** start Input for this task **

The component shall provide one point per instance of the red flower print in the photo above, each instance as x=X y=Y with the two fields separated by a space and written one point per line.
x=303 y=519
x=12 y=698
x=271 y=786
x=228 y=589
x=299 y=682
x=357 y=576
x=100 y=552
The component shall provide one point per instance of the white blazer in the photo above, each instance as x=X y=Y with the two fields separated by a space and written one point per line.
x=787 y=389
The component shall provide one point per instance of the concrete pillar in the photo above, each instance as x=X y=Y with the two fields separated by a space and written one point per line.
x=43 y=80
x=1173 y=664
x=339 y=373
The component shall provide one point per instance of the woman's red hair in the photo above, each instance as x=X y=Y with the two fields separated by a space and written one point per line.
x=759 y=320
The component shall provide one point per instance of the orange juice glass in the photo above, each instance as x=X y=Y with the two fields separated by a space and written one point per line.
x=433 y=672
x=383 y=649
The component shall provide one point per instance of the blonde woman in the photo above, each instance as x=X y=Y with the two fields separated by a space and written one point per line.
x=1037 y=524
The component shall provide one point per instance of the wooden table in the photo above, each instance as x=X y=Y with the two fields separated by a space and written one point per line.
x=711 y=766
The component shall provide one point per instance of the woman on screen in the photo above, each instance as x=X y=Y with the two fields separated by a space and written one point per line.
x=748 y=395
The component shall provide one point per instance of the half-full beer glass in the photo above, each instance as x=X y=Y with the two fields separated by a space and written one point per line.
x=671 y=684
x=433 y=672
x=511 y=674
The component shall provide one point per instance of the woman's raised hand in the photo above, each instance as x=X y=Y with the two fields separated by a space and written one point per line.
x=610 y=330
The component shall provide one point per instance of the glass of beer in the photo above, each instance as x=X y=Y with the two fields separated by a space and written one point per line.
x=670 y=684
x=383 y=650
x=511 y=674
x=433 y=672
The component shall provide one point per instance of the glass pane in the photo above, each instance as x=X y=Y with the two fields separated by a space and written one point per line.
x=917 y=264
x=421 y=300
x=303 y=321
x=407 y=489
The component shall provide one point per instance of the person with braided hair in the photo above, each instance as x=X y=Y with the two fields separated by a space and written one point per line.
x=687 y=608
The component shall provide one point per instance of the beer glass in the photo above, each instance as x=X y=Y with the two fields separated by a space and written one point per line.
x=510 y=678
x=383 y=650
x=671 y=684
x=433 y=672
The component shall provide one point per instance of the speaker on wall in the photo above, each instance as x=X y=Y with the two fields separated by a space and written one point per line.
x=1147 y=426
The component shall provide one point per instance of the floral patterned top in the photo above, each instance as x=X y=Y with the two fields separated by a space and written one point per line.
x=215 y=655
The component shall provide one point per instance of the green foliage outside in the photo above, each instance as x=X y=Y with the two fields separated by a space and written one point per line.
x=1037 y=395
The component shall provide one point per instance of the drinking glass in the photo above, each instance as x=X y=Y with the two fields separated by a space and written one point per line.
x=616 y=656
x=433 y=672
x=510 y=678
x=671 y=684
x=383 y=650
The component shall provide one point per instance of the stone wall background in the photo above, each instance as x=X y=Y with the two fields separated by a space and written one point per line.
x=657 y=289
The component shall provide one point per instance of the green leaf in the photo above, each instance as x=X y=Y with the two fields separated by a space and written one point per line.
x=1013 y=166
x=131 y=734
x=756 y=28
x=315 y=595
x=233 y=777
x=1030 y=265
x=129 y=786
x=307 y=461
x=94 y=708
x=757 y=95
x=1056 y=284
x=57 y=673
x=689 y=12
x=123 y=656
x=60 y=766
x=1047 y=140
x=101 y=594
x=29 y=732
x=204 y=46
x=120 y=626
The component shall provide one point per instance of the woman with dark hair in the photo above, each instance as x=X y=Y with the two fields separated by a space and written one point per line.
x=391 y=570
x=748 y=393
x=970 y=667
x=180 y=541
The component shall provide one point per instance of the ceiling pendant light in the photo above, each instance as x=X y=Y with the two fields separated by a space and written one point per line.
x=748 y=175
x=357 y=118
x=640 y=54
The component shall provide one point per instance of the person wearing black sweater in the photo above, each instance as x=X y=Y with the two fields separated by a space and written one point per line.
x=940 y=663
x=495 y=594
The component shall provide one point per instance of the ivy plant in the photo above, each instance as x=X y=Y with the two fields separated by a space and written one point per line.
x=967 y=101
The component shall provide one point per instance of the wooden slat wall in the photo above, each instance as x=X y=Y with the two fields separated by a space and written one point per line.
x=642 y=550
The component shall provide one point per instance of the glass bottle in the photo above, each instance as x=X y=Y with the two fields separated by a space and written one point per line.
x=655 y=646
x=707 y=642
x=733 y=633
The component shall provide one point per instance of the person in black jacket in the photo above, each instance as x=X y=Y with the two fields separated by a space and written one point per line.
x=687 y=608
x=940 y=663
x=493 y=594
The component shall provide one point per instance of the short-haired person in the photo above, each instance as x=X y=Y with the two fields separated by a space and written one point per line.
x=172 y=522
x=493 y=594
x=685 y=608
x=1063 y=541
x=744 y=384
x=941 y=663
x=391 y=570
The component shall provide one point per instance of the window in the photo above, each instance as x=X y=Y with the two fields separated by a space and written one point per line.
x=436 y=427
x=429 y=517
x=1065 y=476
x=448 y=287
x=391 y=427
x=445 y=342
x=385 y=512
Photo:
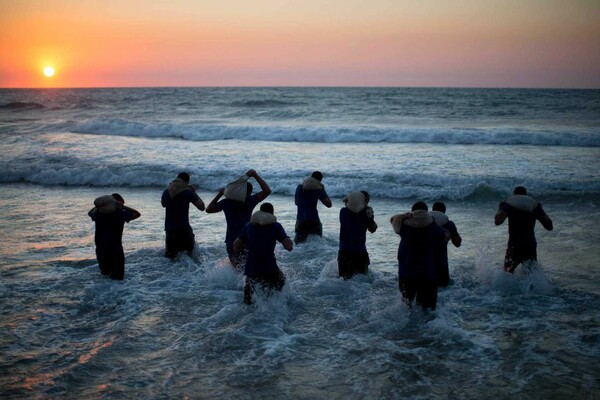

** end Input for this task **

--- Instructions to follow ---
Starting with the first line and going on through the line with "x=787 y=389", rewrite these lines with "instance" changed to "occurrence" and everything else kept the same.

--- Exercise result ---
The component shall provide one point per occurrence of the red flower print in the photo above, each occurrence as x=X y=Y with the two fields separated by a space and written one point per line.
x=303 y=519
x=12 y=698
x=271 y=786
x=228 y=589
x=299 y=682
x=357 y=576
x=100 y=552
The component shall provide one point per occurrence of the white blazer in the photo above, each occurrence as x=X y=Y with the two fields separated by a space and written one point per line.
x=787 y=389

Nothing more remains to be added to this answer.